# Testo proposto:
• • • • •

Da sempre alla Casa della Carità viviamo quella che don Tonino Bello chiamava “convivialità delle differenze”, che si fa ancor più concreta quando cristiani e musulmani vivono la Quaresima e il Ramadan. Ne abbiamo parlato con due operatori di fedi diverse: Fiorenzo De Molli e Doudou Khouma.
La pace è convivialità.
È mangiare il pane
insieme con gli altri, senza separarsi.
E l’altro è un volto da scoprire, da contemplare,
da togliere dalle nebbie dell’omologazione,
dell’appiattimento.
Da sempre, attraverso la quotidianità della sua azione sociale e culturale, la Casa della Carità ha fatto suo questo insegnamento di don Tonino Bello, che si fa ancor più realtà quando cristiani e musulmani vivono – quest’anno in contemporanea per alcuni giorni – due momenti forti e fondamentali delle rispettive confessioni: la Quaresima e il Ramadan.
Ne abbiamo parlato con due operatori della Casa di fedi diverse: Fiorenzo De Molli e Doudou Khouma.
Una “Quaresima quotidiana”
«La Casa della Carità nasce da un’istanza fortissimamente evangelica. Nel nostro statuto è citata una lettera pastorale, la “Farsi Prossimo” del cardinal Martini. La nostra cappella è il cuore della Casa perché, come un cuore, non si vede, ma c’è ed è un luogo che pulsa, dove ogni domenica viviamo la Pasqua del Signore», spiega Fiorenzo De Molli, ricordando come alla Casa si vivano anche i momenti essenziali della fede: la celebrazione domenicale dell’eucaristia e ovviamente le feste cristiane, dal Natale alla Pasqua.
E naturalmente la Quaresima che, richiamando i 40 giorni nel deserto di Gesù, ma anche i 40 anni dell’esodo degli ebrei, è il tempo che prepara a vivere la Pasqua: «È un tempo tipicamente di purificazione, di ascolto della parola, di conversione, di rinuncia intensa come il distacco dalle cose che contano poco per puntare all’essenziale. E questo secondo me un po’ richiama il Ramadan, che come la Quaresima è un tempo forte di fede», afferma l’operatore.
Ma aggiunge: «A volte in via Brambilla non ci accorgiamo di essere in Quaresima, mentre ci accorgiamo che è Ramadan, perché, oltre a un’attenzione fondamentale alle esigenze di chi pratica il digiuno, c’è una modalità “pubblica” dei nostri ospiti musulmani di vivere la fede, con le persone che stendono il loro tappeto e pregano rivolti alla Mecca. Invece chi è cristiano, anche il più motivato, ha un’altra modalità di vivere la pratica religiosa: nessuno si ferma a pregare in pubblico».

• • • • •

# Dati forniti:
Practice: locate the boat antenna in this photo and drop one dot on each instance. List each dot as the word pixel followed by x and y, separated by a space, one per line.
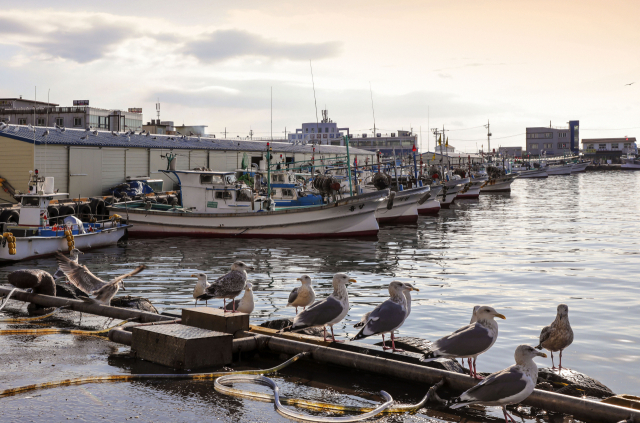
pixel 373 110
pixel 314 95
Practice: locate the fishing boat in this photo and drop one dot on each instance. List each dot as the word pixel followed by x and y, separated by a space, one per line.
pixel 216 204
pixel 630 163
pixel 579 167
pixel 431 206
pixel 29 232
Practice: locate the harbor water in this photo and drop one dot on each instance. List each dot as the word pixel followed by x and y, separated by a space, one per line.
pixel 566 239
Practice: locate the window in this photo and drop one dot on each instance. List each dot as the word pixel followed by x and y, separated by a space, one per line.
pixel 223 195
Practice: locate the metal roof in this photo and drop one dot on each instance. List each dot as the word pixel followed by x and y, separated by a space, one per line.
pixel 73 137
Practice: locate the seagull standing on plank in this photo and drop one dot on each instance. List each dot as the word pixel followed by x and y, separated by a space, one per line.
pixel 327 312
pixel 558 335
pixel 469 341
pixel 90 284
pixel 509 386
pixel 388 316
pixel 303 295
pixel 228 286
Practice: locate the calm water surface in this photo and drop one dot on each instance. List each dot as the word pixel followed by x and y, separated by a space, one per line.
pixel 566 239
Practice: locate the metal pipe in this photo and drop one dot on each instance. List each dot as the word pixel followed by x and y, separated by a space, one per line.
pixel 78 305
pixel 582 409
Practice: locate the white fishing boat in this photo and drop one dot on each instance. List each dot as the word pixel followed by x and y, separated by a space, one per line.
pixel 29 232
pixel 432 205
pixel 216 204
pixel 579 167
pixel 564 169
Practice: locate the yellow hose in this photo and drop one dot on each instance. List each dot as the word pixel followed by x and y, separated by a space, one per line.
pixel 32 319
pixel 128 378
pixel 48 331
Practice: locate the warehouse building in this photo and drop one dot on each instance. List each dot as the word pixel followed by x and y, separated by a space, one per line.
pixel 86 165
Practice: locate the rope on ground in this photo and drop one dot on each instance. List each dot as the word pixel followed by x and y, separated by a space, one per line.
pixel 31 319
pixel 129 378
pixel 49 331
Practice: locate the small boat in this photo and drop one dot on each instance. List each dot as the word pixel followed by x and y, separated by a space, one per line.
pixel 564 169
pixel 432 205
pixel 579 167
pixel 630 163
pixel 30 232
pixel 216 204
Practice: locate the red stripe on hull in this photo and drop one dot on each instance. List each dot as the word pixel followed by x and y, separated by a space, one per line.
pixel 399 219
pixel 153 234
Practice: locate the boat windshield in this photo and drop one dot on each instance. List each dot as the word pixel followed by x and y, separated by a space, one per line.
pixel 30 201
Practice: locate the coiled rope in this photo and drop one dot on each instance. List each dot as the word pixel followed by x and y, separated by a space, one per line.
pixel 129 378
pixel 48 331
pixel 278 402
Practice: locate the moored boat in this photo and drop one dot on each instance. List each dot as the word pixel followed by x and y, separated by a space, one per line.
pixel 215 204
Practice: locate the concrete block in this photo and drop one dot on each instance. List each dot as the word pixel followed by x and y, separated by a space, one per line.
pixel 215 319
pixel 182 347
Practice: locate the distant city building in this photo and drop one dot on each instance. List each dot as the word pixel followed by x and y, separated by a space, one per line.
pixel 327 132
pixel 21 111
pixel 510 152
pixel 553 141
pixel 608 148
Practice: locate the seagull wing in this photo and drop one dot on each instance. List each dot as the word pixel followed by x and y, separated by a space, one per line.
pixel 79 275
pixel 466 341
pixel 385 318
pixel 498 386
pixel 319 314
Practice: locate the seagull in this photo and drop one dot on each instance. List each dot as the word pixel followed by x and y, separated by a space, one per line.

• • • • •

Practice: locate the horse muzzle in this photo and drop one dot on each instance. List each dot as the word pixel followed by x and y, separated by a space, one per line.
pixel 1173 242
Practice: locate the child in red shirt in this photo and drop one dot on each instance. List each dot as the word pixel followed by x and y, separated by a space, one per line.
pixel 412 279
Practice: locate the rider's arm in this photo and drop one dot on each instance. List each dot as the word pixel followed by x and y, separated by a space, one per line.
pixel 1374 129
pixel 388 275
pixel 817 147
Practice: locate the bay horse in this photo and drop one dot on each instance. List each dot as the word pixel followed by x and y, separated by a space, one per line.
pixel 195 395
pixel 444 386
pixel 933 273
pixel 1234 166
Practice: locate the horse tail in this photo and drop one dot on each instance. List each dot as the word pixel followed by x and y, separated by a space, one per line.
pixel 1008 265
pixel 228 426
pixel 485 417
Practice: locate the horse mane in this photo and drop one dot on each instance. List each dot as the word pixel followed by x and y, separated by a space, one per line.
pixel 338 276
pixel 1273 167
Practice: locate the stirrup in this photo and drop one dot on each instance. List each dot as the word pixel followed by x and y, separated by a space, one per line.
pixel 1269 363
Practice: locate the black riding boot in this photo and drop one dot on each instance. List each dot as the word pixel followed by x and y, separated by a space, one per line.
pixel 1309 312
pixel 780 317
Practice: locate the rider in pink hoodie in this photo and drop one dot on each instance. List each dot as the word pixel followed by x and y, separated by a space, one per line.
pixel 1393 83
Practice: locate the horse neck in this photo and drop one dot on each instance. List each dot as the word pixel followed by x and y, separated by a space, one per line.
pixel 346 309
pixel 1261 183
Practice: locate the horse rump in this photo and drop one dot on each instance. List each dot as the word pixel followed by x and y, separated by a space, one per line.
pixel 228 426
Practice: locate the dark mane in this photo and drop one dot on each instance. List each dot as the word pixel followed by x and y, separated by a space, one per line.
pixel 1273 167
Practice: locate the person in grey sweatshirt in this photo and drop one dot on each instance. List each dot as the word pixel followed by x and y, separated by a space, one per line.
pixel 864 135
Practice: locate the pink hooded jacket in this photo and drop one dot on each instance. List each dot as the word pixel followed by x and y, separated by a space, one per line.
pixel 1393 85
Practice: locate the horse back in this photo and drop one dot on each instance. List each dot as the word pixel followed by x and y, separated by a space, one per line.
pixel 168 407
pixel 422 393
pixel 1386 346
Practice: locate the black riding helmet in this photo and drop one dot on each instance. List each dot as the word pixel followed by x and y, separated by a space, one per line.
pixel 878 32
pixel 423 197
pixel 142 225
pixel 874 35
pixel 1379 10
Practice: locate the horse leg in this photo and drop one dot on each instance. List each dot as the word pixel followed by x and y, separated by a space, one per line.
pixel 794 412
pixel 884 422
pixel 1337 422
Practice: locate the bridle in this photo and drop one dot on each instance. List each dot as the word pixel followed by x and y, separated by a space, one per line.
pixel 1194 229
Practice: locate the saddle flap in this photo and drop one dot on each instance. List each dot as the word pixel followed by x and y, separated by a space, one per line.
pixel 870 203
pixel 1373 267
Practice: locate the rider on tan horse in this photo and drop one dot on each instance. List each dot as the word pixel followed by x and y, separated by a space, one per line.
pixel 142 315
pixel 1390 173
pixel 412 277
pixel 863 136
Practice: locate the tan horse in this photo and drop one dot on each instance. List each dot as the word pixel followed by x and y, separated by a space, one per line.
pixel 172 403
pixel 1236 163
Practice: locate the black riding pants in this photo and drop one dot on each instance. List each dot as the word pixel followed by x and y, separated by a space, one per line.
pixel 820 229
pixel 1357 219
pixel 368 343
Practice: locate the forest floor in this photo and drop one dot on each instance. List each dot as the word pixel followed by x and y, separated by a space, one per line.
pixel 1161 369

• • • • •

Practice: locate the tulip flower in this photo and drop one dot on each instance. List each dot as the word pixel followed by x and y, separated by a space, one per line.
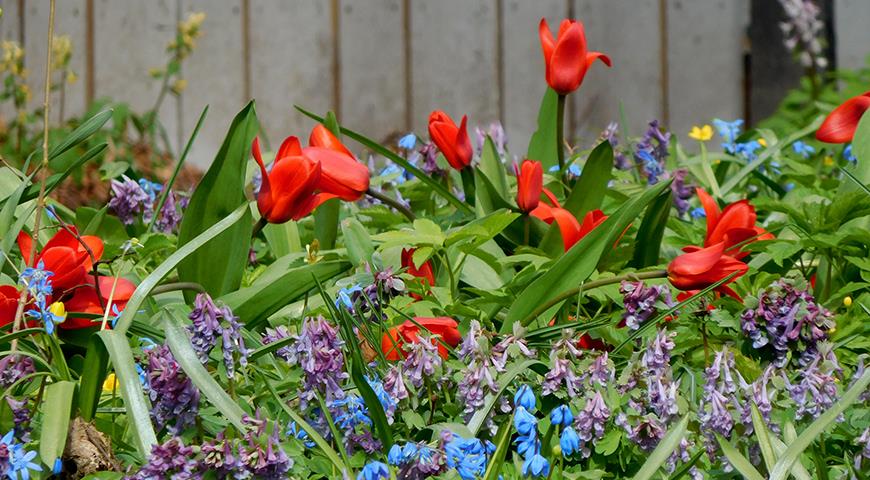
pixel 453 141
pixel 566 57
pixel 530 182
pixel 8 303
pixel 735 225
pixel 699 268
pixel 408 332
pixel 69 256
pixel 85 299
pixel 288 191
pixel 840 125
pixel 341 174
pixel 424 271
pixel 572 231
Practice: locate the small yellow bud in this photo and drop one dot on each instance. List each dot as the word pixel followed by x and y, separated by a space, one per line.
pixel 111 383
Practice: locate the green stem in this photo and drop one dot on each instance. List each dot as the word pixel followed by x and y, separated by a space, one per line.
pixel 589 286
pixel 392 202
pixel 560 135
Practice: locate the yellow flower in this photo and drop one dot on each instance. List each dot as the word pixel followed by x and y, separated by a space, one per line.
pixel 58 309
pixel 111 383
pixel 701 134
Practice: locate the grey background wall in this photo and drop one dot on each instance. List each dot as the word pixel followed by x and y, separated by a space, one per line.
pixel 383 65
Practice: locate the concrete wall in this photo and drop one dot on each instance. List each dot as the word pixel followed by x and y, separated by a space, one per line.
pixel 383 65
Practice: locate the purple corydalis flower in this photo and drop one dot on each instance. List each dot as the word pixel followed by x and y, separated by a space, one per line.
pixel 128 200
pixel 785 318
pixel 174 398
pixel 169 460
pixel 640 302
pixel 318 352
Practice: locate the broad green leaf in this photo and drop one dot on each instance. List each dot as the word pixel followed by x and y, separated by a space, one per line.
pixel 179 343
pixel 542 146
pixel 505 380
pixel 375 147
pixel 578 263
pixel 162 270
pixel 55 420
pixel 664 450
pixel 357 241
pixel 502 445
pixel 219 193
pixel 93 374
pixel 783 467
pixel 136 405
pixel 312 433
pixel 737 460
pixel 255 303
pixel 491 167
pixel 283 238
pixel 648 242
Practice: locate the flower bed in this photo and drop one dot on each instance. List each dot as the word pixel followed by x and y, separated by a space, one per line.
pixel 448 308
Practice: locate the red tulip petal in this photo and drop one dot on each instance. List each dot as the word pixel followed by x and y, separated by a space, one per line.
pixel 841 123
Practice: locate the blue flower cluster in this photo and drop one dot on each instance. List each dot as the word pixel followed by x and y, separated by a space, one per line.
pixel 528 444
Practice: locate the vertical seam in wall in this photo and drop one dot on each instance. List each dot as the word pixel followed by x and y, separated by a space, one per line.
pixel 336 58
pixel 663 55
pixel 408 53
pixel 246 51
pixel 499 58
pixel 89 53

• • • • •

# Esercizio scritto 1:
Rispondi a queste domande sul testo dedicato alla Casa della Carità:
(a) Con quali due operatori della Casa si è parlato?
(b) Quale lettera pastorale è citata nello statuto della Casa?
(c) Secondo Fiorenzo De Molli, che cosa fanno gli ospiti musulmani quando pregano durante il Ramadan?
# Esercizio scritto 2:
Trascrivi dal testo dedicato alla Casa della Carità il tratto che va da "La pace è convivialità." fino a "dell’appiattimento.", senza cambiare nulla.

# Risposta all'esercizio 1:
(a) Con Fiorenzo De Molli e Doudou Khouma.
(b) La "Farsi Prossimo" del cardinal Martini.
(c) Stendono il loro tappeto e pregano rivolti alla Mecca.

# Risposta all'esercizio 2:
La pace è convivialità.
È mangiare il pane
insieme con gli altri, senza separarsi.
E l’altro è un volto da scoprire, da contemplare,
da togliere dalle nebbie dell’omologazione,
dell’appiattimento.